* [EXERCISE REQUIREMENTS] Only an exact repetition of the lines from the one that holds "Target: woman with long hair" to the end of the records is wanted.

* [INFORMATION PROVIDED]
Content starts

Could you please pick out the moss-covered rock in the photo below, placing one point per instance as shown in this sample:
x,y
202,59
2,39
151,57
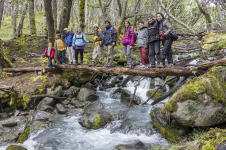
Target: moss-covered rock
x,y
15,147
201,101
94,116
169,130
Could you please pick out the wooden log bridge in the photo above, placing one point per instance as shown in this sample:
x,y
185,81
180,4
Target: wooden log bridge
x,y
177,71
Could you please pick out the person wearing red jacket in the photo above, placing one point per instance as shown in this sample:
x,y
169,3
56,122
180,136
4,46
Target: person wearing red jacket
x,y
49,52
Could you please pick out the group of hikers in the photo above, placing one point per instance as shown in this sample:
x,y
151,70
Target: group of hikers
x,y
148,41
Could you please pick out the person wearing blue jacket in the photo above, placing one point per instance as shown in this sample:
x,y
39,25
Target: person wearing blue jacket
x,y
68,40
78,44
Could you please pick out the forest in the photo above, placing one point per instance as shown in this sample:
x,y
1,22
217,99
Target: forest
x,y
53,99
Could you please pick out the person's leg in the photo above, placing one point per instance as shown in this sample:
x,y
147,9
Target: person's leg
x,y
69,55
157,51
152,53
60,57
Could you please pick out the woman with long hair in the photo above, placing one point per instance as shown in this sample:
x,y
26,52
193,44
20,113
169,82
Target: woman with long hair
x,y
128,42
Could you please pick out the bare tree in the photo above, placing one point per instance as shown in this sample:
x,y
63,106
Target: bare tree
x,y
33,30
49,20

Content ends

* [ANSWER BOX]
Target: woman with long hair
x,y
128,42
Could you please pick out the bare tree in the photo above, placing one point per instance as shown in this sample:
x,y
63,106
Target: bare tree
x,y
33,30
49,20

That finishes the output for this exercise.